> What the task requires
Only the lines running from the line with "Annotation task — point out every instance of the hanging" to the end of the records below belong in the answer, each copied exactly.

=== Records provided ===

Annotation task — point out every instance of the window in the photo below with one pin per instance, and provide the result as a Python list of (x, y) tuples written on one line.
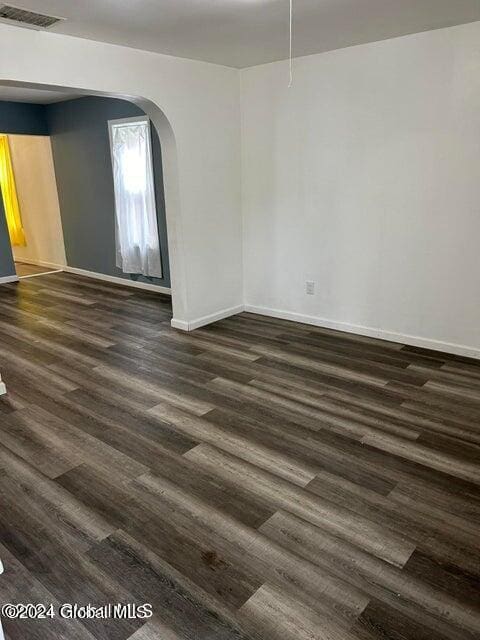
[(136, 229)]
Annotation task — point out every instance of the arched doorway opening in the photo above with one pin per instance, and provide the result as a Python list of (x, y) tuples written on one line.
[(170, 181)]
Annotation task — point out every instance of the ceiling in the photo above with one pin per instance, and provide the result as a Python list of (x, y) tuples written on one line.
[(39, 96), (242, 33)]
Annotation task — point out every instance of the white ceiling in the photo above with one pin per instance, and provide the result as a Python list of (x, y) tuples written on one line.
[(242, 33), (39, 96)]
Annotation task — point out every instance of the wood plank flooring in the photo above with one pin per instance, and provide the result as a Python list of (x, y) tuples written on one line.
[(253, 480)]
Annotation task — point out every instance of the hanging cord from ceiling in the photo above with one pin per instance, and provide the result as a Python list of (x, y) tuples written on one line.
[(291, 45)]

===

> Answer section
Annotation task — point out every instance of the hanging cord from ceiling in the photo above with one pin per instance, and provide the result as a Python list of (x, y) tuples written on one line.
[(291, 45)]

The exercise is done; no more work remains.